TEXT:
- - -
Das Ganze ist umso kurioser, weil für die ursprüngliche Hypothese eine wichtige Komponente fehlt: Das Grippevirus selbst nämlich. Der Impfstoff enthält nämlich nur das Hämagglutinin der Grippeviren, also die spezifischen Antigene, die das Virus an seiner Oberfläche präsentiert, und auch die nur in weitaus kleineren Konzentrationen als sie während einer echten Grippeinfektion im Körper auftreten. Was also definitiv in diesem Versuch nicht passiert ist, ist eine klassische Zombiefizierung durch den Erreger nach dem Muster der bedauernswerten Ameise.
Viele Fragen, wenig Antworten
Die Forscher überlegen, ob es sich um eine bewusste Reaktion handelt, dass sich die Teilnehmer dank der Impfung für besser geschützt hielten und deswegen aktiver waren. Sie verwerfen die Hypothese mit dem Argument, dafür hätte die Befragung Indizien zutage gefördert und das sei nicht der Fall gewesen. Kann ich nicht beurteilen, aber ich halte die Argumentation auch für eher waghalsig. Eine Reaktion auf die Befragung nach dem Sozialverhalten ist auch unwahrscheinlich, denn die hätte sich bei der Kontrolle vier Wochen später ebenfalls gezeigt
Bleibt als Übeltäter nur die Immunreaktion. Die produziert Cytokine und Chemokine, die sehr wohl aufs Zentralnervensystem wirken können. Ob sie es tun, weiß man nicht, und auch nicht wie. Und damit stellt sich natürlich auch die Frage, ob die ursprüngliche Hypothese, dass der Erreger profitiert, überhaupt richtig ist. Vielleicht sind wir auch diejenigen, denen das zugute kommt, eventuell weil für eine Menschengruppe eine kurze, heftige Epidemie weniger schädlich ist als eine, die sich hinzieht. Spekulation. Im Moment produziert das Experiment von Reiber und Moore weit mehr mehr Fragen als es beantwortet.
- - -
[Einträge aus einer Sammlung]
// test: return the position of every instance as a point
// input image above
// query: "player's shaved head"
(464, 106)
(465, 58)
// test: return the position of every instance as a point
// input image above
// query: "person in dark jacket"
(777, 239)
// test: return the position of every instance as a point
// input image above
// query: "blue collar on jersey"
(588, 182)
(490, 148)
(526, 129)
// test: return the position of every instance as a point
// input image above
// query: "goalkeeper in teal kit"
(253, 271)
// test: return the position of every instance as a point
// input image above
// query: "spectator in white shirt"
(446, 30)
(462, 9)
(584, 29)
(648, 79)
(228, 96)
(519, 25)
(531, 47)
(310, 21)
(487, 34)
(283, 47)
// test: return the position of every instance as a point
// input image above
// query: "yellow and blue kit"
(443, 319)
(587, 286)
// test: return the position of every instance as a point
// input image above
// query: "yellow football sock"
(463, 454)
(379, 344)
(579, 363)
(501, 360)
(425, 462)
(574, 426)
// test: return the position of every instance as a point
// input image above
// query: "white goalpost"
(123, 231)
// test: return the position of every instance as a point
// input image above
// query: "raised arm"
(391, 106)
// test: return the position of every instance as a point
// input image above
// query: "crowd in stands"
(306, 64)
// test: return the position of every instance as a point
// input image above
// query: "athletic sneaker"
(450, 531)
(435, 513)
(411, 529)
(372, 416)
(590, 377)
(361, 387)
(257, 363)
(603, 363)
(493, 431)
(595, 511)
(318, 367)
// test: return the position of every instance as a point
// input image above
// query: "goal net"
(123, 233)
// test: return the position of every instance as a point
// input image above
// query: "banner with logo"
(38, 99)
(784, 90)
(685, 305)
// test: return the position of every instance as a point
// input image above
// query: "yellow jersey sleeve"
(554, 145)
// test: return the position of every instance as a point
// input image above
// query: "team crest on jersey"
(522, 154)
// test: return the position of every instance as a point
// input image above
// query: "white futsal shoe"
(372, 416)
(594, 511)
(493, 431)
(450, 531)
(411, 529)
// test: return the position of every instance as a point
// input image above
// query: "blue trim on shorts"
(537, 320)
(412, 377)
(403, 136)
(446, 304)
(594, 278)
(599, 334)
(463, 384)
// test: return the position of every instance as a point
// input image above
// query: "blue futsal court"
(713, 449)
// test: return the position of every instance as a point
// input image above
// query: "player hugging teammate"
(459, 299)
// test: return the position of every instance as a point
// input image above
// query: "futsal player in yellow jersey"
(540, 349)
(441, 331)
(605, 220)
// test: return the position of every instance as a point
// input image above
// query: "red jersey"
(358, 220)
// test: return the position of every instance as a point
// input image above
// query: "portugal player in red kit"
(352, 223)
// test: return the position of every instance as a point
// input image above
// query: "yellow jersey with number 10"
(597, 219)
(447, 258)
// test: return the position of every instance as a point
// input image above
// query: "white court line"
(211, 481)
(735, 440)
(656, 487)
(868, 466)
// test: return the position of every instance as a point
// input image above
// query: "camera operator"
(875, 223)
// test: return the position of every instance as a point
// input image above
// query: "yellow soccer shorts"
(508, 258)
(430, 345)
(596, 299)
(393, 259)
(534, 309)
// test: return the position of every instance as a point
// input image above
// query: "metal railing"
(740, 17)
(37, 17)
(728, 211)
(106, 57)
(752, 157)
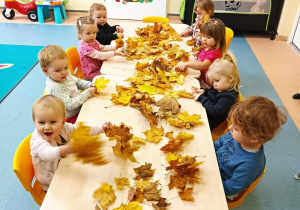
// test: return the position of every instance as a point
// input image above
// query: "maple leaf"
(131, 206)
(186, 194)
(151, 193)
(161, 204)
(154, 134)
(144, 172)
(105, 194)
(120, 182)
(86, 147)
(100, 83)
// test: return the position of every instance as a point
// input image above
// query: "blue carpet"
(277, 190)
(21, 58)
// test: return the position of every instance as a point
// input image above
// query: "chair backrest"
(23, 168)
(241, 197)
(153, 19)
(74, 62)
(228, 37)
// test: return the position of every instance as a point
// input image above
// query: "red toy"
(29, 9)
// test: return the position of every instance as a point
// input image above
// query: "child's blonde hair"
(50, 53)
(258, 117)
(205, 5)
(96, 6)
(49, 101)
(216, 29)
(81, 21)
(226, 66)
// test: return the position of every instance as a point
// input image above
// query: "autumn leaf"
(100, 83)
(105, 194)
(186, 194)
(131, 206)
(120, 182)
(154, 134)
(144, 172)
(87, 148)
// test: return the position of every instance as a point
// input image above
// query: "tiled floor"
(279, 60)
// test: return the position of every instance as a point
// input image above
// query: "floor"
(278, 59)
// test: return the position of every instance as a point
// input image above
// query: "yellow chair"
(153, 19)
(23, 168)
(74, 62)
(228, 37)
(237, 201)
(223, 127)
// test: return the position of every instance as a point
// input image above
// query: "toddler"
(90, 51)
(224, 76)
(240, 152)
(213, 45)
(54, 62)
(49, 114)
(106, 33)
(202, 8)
- - -
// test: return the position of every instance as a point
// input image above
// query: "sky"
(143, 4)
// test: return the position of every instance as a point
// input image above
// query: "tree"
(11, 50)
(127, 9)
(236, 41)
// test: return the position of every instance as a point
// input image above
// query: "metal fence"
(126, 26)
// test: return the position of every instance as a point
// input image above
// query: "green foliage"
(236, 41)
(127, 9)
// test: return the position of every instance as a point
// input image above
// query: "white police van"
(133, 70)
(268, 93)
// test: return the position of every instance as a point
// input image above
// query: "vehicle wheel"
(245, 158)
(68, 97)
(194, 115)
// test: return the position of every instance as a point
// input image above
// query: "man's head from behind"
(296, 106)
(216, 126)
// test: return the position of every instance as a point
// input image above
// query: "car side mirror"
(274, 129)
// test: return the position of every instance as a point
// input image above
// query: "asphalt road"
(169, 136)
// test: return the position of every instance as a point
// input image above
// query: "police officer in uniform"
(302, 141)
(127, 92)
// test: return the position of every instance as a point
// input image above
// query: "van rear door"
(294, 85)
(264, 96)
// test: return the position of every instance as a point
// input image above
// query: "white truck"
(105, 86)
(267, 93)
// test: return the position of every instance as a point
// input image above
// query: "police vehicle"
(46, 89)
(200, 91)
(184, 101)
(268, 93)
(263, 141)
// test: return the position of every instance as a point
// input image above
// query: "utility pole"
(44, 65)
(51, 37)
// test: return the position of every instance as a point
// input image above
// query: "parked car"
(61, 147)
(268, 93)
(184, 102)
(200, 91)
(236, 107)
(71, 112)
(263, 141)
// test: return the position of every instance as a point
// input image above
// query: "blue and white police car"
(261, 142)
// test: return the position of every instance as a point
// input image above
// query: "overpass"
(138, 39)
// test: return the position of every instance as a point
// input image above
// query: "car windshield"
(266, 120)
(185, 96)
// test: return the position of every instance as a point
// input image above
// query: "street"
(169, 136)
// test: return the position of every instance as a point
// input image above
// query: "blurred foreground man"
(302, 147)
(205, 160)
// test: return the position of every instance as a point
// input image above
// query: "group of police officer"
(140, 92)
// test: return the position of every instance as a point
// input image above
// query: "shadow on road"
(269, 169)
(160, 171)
- - -
ARBEITSANWEISUNGEN:
- A) Beantworte anhand des Textes zur Grippeimpfung:
(i) Welchen Bestandteil der Grippeviren enthält der Impfstoff?
(ii) Woran hätte sich laut den Forschern eine bewusste Reaktion der Teilnehmer zeigen müssen?
(iii) Welche Stoffe produziert die Immunreaktion?
- B) Wiederhole aus dem Text zur Grippeimpfung wortgetreu den Abschnitt, der mit den Worten „Das Ganze ist“ beginnt, und höre nach den Worten „der bedauernswerten Ameise.“ auf.
- C) Nimm den Text zur Grippeimpfung nach seinem letzten Satz wieder auf und führe ihn weiter.
Die Einträge stehen in keinem Zusammenhang mit dem Text zur Grippeimpfung.

ERGEBNISSE JE AUFGABE:
- A)
(i) Nur das Hämagglutinin, also die spezifischen Antigene, die das Virus an seiner Oberfläche präsentiert.
(ii) Die Befragung hätte dafür Indizien zutage gefördert, was nicht der Fall war.
(iii) Cytokine und Chemokine.

- B)
Das Ganze ist umso kurioser, weil für die ursprüngliche Hypothese eine wichtige Komponente fehlt: Das Grippevirus selbst nämlich. Der Impfstoff enthält nämlich nur das Hämagglutinin der Grippeviren, also die spezifischen Antigene, die das Virus an seiner Oberfläche präsentiert, und auch die nur in weitaus kleineren Konzentrationen als sie während einer echten Grippeinfektion im Körper auftreten. Was also definitiv in diesem Versuch nicht passiert ist, ist eine klassische Zombiefizierung durch den Erreger nach dem Muster der bedauernswerten Ameise.

- C)
Einen Ausweg gibt es natürlich noch: Es ist möglich, dass alle drei beobachteten Verteilungsmuster der Sozialkontakte für den Zeitraum von zwei Tagen ziemlich normal sind und man derartige Schwankungen in einer derart kleinen Stichprobe schlicht erwarten kann. Dann wäre die zur Hypothese passende Anordnung der drei Tage Zufall. Es wäre allerdings schon ein erstaunlicher Zufall.
Just me …
Bei mir liegt es klar daran, dass ich geschützt bin, mich sicherer fühle und eine ewige Krankheit nicht fürchten muss (als Impfung nicht möglich war, lag ich über einen Monat flach).
Hätte mich mal wer gefragt 😉
Dass über diese Verhaltensänderungen nachgedacht, bzw. darüber geforscht wird, ist aber einleuchtend. Sehr spannend – und danke für die gute Zusammenfassung.
Nachtrag
Mir ist, nicht nur beim Heraufziehen einer Virusgrippe (dreimal war mehr als genug), aufgefallen, dass ich am Tag bevor ich mich krank fühle Bäume ausreißen könnte – nicht müde werde und enorm aktiv war, besonders mit anderen/ vermutlich auch wieder sein werde. Läge doch “im Interesse des Virus” sich heftig weiter zu verbreiten, und zwar bevor man merkt, dass es einem erwischt hat und man eh nur noch im Bett liegt.
Wurde auch danach gefragt?
Sorry, aber ich kann nur von mir ausgehen, so nervig das wohl ist. Und dachte bisher immer, ich wollte alles erledigen, bevor ich danieder liege. Die umgekehrte Art kommt mir logischer vor, so gesehen.
sozialkontakt als ursache der impfung?
wurde in der studie auch untersucht, ob vielleicht eine geplante erhöhung der sozialkontakte in den nächsten tagen den impfgang überhaupt erst veranlasst hat? ich könnte mir vorstellen, dass geplante aktivitäten während der grippezeit durchaus als anlass zu einer impfung herhalten können.
@Theres
Im Paper selbst wird von gesteigerter Aktivität nichts erwähnt, nur dass die Anzahl der “Events” pro Person (d.h. rausgehen und Leute treffen) nicht signifikant steigt (von 19 auf 22 in 2 Tagen).
Ich bin mit dem Questionnaire nicht vertraut, insofern kann ich nicht sagen, ob das nicht abgefragt wird oder ob sie die Ergebnisse nur nicht erwähnen.
@Thorsten
Interessanter Gedanke. Explizit ist diese Option jedenfalls nicht erwähnt.
@Thorsten
Obwohl, eigentlich ist die Möglichkeit abgedeckt. Die Forscher diskutieren ja spezifisch, ob die Probanden bewusst als Reaktion auf die Impfung mehr unternehmen. Da würde nach meinem Verständnis auch drunter fallen, wenn sie das von vornherein so geplant haben.
Ich sehe jedenfalls nicht wie man das eine abfragen kann, ohne auf das andere zu stoßen.
Impfstudie doppelblind??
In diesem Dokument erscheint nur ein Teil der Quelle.